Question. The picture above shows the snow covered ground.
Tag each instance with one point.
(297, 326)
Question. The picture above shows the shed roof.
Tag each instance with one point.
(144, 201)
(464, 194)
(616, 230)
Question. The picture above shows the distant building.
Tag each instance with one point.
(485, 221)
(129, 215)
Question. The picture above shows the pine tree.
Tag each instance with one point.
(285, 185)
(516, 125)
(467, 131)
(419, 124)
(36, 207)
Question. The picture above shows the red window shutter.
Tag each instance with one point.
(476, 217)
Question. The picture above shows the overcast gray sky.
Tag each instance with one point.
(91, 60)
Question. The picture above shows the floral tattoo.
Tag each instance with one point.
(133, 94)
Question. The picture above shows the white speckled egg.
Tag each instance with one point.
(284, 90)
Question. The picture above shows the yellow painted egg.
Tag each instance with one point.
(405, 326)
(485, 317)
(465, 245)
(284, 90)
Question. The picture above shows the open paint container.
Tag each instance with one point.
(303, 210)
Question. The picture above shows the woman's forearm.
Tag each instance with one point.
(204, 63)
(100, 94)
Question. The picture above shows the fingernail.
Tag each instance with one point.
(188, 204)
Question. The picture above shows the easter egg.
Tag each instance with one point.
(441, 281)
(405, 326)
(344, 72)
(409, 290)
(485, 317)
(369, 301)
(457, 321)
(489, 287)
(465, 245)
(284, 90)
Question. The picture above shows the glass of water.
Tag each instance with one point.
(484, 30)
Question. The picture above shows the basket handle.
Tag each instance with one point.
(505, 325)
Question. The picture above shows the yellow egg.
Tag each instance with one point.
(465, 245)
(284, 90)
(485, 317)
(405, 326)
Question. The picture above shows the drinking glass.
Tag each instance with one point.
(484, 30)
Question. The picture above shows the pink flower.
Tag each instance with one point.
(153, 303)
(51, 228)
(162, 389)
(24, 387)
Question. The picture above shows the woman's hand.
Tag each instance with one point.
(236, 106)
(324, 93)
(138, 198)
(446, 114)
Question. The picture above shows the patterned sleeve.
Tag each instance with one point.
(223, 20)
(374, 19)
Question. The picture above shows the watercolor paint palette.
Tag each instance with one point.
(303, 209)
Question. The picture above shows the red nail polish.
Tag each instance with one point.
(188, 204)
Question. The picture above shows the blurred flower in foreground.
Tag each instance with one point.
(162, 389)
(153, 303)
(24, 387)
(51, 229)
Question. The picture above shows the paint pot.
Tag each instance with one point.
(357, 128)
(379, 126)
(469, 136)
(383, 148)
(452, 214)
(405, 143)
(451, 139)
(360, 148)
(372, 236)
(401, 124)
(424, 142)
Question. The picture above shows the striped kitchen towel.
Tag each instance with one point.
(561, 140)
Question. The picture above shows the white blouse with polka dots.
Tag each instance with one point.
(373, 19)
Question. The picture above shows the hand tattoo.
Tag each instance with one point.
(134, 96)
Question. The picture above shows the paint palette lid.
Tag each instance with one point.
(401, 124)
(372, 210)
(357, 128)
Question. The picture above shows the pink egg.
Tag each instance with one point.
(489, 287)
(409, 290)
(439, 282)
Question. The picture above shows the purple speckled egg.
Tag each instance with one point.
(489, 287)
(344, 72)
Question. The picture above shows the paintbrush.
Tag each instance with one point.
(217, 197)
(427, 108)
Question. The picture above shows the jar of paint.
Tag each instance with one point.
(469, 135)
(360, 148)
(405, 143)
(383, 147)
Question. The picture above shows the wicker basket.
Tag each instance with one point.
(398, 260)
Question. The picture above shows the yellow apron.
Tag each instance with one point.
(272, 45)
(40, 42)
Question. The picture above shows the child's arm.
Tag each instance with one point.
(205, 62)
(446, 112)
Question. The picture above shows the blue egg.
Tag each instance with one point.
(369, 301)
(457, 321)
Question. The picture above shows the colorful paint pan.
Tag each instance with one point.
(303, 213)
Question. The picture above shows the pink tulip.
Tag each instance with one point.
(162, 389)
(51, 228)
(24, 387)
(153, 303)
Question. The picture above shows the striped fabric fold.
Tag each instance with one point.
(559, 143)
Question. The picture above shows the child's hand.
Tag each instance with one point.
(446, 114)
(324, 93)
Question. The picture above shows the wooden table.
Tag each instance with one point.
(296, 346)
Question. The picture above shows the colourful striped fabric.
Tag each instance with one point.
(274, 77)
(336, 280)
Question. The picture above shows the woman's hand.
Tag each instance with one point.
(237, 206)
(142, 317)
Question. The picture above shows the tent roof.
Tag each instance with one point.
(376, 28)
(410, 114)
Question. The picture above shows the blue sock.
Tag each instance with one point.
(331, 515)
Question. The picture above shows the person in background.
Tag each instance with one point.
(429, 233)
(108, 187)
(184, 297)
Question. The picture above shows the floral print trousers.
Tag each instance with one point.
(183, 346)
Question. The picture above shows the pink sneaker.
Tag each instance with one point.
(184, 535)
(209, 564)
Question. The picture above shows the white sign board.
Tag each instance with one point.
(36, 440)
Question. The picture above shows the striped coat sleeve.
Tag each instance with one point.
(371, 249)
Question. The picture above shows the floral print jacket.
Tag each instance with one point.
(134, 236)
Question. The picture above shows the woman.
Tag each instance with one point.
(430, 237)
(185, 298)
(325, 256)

* * * * * * *

**Short problem**
Copy out every one of the rows above with "each instance" replaced by "every instance" wherever it occurs, leaving all other text unchanged.

**Answer to this exercise**
Question. The picture above shows the snow covered ground.
Tag every instance with one point.
(297, 326)
Question. The picture above shows the shed roof.
Tag every instance with one point.
(144, 201)
(464, 194)
(616, 230)
Question. The picture above shows the distant building.
Tag every instance with one point.
(485, 221)
(129, 215)
Question. The picture above shows the pine tree.
Tag every instance with one point.
(285, 185)
(516, 125)
(467, 131)
(419, 124)
(36, 207)
Question. The picture above shows the red window shutter.
Tag every instance with one point.
(476, 217)
Question. The picture above shows the overcast gray sky.
Tag every instance with one point.
(91, 60)
Question. The picture above shows the floral tattoo.
Tag every instance with one point.
(133, 94)
Question. The picture above shows the white speckled egg.
Tag every instance with one point.
(284, 90)
Question. The picture above shows the yellow painted egg.
Tag every instance with one point.
(405, 326)
(485, 317)
(465, 245)
(284, 90)
Question. The picture above shows the open paint container.
Tag every instance with one point.
(303, 210)
Question. The picture above shows the woman's forearm.
Tag every instance with one point.
(204, 63)
(100, 94)
Question. The picture above shows the fingernail.
Tag every instance with one point.
(188, 204)
Question. The picture above shows the easter egg.
Tag every instance with one point.
(441, 281)
(405, 326)
(344, 72)
(409, 290)
(485, 317)
(369, 301)
(457, 321)
(489, 287)
(465, 245)
(284, 90)
Question. The picture above shows the glass of water.
Tag every instance with one point.
(484, 30)
Question. The picture above shows the basket handle.
Tag every instance with one point.
(505, 325)
Question. The picture above shows the yellow egg.
Tag every instance with one point.
(465, 245)
(284, 90)
(485, 317)
(405, 326)
Question. The picture above shows the drinking glass.
Tag every instance with one point.
(484, 30)
Question. The picture above shows the pink flower.
Tag every instance with one point.
(153, 303)
(51, 228)
(162, 389)
(24, 387)
Question. The picture above shows the woman's hand.
Tag every instance with one point.
(236, 106)
(324, 93)
(138, 198)
(446, 114)
Question. The picture above shows the patterned sleeve.
Tag every instance with one point.
(223, 20)
(374, 19)
Question. The picture above shows the watercolor paint palette.
Tag every instance with one point.
(303, 209)
Question. The picture above shows the red nail polish.
Tag every instance with one point.
(188, 204)
Question. The picture above shows the blurred flower in foreground.
Tag every instance with one point.
(162, 389)
(153, 303)
(24, 387)
(51, 229)
Question. The picture above shows the paint pot.
Tag every instance with one point.
(357, 128)
(379, 126)
(469, 136)
(383, 148)
(452, 214)
(405, 143)
(451, 139)
(360, 148)
(372, 236)
(401, 124)
(424, 142)
Question. The picture above shows the striped kitchen towel.
Tag every instance with one point.
(561, 140)
Question. The picture above shows the white blouse with polka dots.
Tag every instance with one point.
(373, 19)
Question. The picture above shows the hand tattoo.
Tag every instance with one point.
(134, 96)
Question. The picture above shows the paint palette lid.
Tag every instance with one point.
(401, 124)
(372, 210)
(357, 128)
Question. The picture above shows the pink egg.
Tag every instance with one point.
(489, 287)
(409, 290)
(439, 282)
Question. The picture above shows the purple speckled egg.
Tag every instance with one point.
(489, 287)
(344, 72)
Question. The picture above shows the paintbrush.
Tag every instance with one point.
(217, 197)
(427, 108)
Question. The picture above shows the jar of paint.
Tag every instance with one point.
(469, 135)
(360, 148)
(405, 143)
(383, 147)
Question. The picture above shows the wicker basket.
Tag every instance with one point.
(398, 260)
Question. The picture above shows the yellow apron.
Tag every instance with one point.
(272, 45)
(40, 42)
Question. The picture above shows the child's arm.
Tag every instance with one point.
(205, 62)
(446, 112)
Question. The picture above shows the blue egg.
Tag every instance with one point.
(369, 301)
(457, 321)
Question. The picture above shows the colorful paint pan.
Tag every instance with one point.
(303, 213)
Question. The picture above shows the pink tulip.
Tag every instance with one point.
(162, 389)
(51, 228)
(24, 387)
(153, 303)
Question. The picture above shows the striped fabric fold.
Tag every instance with one point.
(559, 143)
Question. The picture above shows the child's hand.
Tag every instance with one point.
(446, 114)
(324, 93)
Question. The picture above shows the wooden table.
Tag every instance with one point.
(296, 346)
Question. The picture above shows the colourful striped fabric.
Tag every instance with one point.
(274, 77)
(336, 280)
Question. The picture above shows the woman's hand.
Tag every instance with one point.
(237, 206)
(142, 317)
Question. The picture above shows the tent roof.
Tag every instance with one point.
(376, 28)
(410, 114)
Question. The picture above shows the blue sock.
Tag every instance with one point.
(331, 515)
Question. The picture above shows the person in background.
Tag every instance with one point.
(429, 233)
(108, 187)
(184, 297)
Question. The picture above shows the floral print trousers.
Tag every instance with one point.
(183, 346)
Question. The picture above shows the pink sneaker.
Tag every instance with one point.
(184, 535)
(209, 564)
Question. The picture above shows the white sign board.
Tag every instance with one point.
(36, 440)
Question. The picture above shows the striped coat sleeve.
Tag every instance with one point.
(371, 249)
Question. The picture above shows the floral print jacket.
Tag every instance with one point.
(134, 236)
Question. The picture above shows the woman.
Tag every instance with one point.
(430, 237)
(185, 298)
(325, 256)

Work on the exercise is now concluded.